Task details:
Collect every line of the listing below that contains the string "field". Case counts.

— START —

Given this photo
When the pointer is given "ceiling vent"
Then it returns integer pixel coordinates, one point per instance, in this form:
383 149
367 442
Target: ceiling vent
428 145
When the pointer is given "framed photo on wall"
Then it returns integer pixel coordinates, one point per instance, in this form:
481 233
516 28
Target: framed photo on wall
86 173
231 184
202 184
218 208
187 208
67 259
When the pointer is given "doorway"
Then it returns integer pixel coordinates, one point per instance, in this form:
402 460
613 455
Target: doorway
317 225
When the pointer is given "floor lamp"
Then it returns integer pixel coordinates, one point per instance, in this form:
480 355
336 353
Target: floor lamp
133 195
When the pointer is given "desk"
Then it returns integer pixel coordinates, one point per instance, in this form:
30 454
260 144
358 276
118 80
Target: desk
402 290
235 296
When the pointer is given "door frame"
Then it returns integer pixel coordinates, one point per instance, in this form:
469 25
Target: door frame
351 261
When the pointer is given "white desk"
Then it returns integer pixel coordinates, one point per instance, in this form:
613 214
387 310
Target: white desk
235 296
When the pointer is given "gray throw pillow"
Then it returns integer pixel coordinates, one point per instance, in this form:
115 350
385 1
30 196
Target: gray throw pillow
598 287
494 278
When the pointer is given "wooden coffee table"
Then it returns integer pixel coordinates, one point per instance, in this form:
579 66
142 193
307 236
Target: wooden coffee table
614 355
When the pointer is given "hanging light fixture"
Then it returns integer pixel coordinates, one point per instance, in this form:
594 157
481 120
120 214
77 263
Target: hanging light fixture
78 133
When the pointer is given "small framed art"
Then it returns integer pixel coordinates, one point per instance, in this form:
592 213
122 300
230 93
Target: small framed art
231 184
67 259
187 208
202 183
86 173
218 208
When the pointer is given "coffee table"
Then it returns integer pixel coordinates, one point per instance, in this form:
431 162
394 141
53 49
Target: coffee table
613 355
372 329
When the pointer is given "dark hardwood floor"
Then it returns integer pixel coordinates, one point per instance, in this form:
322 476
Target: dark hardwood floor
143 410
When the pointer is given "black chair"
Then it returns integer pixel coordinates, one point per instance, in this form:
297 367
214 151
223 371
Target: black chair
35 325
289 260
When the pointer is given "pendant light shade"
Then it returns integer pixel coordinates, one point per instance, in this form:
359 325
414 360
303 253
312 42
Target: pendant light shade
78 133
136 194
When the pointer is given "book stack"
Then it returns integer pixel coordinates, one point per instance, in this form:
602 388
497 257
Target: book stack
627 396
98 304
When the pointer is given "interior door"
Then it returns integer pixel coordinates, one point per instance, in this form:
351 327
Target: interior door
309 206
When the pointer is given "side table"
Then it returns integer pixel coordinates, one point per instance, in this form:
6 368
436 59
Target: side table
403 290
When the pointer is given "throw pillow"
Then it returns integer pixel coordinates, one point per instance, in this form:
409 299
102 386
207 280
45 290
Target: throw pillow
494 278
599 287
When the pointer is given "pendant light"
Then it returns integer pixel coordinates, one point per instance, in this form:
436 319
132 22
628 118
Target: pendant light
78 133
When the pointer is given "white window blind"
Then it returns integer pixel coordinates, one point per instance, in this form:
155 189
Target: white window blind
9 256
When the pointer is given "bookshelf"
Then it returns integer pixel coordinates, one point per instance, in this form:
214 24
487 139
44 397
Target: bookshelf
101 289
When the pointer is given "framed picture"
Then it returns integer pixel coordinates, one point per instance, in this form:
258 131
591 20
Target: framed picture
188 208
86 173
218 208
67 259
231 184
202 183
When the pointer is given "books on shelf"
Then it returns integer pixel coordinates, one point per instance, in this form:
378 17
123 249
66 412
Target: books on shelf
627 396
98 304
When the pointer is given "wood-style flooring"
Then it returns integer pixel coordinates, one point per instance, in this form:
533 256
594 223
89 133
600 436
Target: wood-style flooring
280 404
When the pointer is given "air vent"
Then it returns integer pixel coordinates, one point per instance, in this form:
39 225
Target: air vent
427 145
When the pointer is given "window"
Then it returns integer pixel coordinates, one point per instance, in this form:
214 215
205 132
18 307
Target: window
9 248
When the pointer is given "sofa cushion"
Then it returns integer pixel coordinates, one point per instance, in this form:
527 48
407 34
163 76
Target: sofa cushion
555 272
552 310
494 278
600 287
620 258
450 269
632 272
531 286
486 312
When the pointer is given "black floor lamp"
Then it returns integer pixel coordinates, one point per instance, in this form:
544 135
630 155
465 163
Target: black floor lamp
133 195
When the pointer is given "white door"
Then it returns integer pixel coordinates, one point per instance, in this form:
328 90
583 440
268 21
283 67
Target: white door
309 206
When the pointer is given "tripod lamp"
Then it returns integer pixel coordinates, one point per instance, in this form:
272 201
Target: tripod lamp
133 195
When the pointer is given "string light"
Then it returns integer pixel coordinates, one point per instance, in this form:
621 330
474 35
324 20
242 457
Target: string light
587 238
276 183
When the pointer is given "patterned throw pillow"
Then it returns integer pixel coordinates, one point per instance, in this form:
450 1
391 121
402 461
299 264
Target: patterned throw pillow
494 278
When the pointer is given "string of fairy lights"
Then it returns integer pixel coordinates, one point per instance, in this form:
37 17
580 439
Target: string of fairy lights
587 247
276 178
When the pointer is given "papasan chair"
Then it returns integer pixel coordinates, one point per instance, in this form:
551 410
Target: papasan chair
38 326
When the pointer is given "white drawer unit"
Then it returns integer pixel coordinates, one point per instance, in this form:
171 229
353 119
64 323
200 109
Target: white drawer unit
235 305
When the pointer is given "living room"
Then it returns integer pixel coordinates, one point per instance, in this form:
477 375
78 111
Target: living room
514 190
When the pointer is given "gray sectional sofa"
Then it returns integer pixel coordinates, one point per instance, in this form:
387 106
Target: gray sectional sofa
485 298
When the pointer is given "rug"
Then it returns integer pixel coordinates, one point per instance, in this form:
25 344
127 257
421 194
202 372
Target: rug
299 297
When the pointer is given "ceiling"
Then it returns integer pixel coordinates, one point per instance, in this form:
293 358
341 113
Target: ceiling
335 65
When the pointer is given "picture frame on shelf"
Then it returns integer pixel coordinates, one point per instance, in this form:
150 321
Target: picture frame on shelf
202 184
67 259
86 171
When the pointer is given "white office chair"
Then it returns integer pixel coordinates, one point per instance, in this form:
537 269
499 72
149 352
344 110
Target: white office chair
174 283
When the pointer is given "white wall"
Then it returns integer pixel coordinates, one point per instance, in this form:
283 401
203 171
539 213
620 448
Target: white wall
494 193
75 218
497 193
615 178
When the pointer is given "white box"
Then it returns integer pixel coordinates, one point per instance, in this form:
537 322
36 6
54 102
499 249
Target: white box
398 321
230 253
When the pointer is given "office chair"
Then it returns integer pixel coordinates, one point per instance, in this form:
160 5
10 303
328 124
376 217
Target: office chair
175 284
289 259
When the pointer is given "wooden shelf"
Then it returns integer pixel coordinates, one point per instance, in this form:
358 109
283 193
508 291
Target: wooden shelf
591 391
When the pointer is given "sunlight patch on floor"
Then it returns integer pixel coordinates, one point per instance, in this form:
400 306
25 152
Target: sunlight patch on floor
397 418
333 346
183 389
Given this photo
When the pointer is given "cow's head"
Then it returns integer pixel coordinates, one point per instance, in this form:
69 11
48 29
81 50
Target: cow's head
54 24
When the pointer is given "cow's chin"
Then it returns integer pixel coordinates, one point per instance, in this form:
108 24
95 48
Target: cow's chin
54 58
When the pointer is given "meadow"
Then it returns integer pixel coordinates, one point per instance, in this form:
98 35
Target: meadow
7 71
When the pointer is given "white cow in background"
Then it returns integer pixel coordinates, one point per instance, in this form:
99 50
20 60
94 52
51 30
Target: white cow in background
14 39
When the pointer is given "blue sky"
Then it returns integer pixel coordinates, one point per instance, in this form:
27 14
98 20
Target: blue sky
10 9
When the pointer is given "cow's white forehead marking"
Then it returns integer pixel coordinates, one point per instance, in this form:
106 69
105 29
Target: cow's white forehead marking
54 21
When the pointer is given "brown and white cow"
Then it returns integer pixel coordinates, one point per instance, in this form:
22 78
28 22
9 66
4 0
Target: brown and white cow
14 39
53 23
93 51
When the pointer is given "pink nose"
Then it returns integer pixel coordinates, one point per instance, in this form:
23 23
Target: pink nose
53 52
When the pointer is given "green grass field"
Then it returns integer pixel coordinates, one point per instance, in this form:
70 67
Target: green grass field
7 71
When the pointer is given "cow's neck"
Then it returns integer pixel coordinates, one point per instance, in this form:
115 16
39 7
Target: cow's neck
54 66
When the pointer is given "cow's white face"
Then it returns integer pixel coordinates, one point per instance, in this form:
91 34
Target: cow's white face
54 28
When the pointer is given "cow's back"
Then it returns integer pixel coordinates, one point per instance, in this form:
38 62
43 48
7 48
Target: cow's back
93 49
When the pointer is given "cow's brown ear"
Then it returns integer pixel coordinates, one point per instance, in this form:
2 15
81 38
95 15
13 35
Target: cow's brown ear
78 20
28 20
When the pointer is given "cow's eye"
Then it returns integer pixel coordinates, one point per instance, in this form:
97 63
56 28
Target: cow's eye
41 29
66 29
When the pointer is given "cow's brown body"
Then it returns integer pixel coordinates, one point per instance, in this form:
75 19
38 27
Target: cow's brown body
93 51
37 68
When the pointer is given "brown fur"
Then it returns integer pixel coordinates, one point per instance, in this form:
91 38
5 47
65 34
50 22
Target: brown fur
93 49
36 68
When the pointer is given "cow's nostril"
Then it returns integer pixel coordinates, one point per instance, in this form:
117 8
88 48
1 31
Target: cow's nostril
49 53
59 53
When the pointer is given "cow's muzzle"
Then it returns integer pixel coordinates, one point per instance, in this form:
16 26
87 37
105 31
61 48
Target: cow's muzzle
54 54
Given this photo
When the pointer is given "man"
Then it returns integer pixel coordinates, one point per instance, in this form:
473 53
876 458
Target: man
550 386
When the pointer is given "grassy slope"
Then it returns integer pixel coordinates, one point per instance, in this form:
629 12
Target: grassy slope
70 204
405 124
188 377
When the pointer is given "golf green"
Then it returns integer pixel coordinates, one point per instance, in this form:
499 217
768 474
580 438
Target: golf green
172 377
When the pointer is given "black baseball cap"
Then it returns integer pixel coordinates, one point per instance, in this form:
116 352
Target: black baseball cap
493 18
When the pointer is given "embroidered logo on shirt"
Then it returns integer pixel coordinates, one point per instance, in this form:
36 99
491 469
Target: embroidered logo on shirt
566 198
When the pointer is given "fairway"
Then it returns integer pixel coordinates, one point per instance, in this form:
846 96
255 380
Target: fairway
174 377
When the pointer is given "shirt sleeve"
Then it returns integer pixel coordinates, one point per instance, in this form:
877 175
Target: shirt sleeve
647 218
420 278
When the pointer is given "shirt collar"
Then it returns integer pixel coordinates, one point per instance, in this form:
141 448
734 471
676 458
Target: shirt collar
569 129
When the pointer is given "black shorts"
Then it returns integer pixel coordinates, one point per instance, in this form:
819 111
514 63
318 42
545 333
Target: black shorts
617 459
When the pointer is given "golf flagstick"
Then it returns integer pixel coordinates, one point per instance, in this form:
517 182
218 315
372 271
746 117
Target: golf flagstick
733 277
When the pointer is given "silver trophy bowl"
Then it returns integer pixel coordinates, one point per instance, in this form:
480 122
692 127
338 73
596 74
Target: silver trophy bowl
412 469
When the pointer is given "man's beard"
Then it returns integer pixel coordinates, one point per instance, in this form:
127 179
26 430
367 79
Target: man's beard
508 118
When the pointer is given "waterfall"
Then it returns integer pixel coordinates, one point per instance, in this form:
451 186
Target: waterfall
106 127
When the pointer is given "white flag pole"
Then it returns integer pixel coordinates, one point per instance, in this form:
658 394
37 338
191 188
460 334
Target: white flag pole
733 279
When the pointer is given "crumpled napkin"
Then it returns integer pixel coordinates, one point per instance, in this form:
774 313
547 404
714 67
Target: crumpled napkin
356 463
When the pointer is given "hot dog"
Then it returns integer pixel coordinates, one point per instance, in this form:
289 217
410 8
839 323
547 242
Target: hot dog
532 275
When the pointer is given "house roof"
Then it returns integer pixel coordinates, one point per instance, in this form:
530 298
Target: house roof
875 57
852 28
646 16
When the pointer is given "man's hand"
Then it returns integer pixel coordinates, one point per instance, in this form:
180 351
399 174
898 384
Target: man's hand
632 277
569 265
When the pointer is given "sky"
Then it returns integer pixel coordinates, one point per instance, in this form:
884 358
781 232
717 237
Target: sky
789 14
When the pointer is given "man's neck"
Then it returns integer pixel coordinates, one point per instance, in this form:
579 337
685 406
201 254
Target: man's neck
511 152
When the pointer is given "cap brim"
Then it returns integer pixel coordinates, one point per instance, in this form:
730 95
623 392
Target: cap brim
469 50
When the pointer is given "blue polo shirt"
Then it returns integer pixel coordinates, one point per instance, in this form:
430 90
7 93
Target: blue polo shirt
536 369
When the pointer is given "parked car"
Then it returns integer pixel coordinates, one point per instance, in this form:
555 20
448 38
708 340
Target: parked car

— END —

Correct response:
When the pointer is given "green grass field"
Target: green grass field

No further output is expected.